• [Work to be completed]:
Would you print all of the records below exactly, without skipping any?

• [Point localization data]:
*** Block opens ***

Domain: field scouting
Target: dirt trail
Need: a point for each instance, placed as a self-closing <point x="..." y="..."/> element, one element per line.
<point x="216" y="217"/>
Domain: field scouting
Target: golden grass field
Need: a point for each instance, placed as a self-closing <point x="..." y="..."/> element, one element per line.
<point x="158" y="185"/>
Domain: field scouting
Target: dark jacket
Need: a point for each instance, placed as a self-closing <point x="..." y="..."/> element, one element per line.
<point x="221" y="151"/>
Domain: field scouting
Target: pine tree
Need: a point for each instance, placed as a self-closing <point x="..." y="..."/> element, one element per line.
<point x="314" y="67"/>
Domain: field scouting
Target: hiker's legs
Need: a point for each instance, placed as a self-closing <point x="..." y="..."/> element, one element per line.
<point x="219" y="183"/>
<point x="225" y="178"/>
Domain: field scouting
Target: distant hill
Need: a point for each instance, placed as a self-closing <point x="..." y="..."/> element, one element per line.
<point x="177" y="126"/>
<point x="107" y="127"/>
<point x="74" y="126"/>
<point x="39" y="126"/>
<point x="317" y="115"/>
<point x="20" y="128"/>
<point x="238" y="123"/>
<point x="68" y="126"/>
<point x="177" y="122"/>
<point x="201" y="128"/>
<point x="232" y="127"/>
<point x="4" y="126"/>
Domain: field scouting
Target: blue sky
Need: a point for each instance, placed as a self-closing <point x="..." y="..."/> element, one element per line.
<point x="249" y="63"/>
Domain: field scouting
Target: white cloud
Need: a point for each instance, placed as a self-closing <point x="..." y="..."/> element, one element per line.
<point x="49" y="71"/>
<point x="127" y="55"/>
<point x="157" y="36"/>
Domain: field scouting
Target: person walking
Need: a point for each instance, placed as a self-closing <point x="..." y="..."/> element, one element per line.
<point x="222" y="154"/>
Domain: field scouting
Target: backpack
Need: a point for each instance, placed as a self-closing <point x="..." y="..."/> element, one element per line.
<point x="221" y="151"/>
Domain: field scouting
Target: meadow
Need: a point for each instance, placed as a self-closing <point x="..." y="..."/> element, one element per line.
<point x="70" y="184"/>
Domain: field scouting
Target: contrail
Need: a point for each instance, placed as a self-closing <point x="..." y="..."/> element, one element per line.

*** Block closes ***

• [Response to the exercise]:
Domain: field scouting
Target: dirt trail
Need: a point for each instance, placed as a self-closing <point x="..." y="..."/> element, one element per line.
<point x="216" y="217"/>
Domain: field scouting
Target: golden grass field
Need: a point for each instance, placed as a self-closing <point x="..." y="..."/> element, one element per line.
<point x="158" y="185"/>
Domain: field scouting
Target: dark jacket
Need: a point for each instance, placed as a self-closing <point x="..." y="..."/> element, one element per line.
<point x="221" y="151"/>
Domain: field scouting
Target: pine tree
Need: a point for each instance, placed as a self-closing <point x="..." y="..."/> element, one element per line.
<point x="314" y="67"/>
Domain: field scouting
Target: hiker's legs
Need: a point for each instance, placed as a self-closing <point x="..." y="..."/> element, one element per line.
<point x="219" y="183"/>
<point x="225" y="178"/>
Domain: field scouting
Target: distant hill
Need: a point for each instance, placed as a self-closing <point x="..." y="..."/> element, one element per line.
<point x="177" y="126"/>
<point x="107" y="127"/>
<point x="74" y="126"/>
<point x="39" y="126"/>
<point x="317" y="115"/>
<point x="20" y="128"/>
<point x="238" y="123"/>
<point x="68" y="126"/>
<point x="177" y="122"/>
<point x="201" y="128"/>
<point x="232" y="127"/>
<point x="4" y="126"/>
Domain: field scouting
Target: blue sky
Need: a point for each instance, placed as a self-closing <point x="..." y="..."/> element, one element per line.
<point x="249" y="63"/>
Domain: field scouting
Target: white cloud
Need: a point for each instance, placed as a self-closing <point x="..." y="..."/> element, one element per line.
<point x="49" y="71"/>
<point x="127" y="55"/>
<point x="157" y="36"/>
Domain: field scouting
Target: person walking
Need: a point for each instance, placed as a self-closing <point x="..." y="..."/> element, one element per line.
<point x="222" y="154"/>
Domain: field scouting
Target: backpack
Need: a point for each instance, placed as a self-closing <point x="..." y="..."/> element, one element per line.
<point x="221" y="151"/>
Domain: field scouting
Target: meadow
Need: a point for each instance, placed as a self-closing <point x="..." y="..."/> element, one element per line.
<point x="70" y="184"/>
Domain: field scouting
Target: contrail
Need: a point for each instance, placed as a self-closing <point x="..." y="..."/> element, one element per line.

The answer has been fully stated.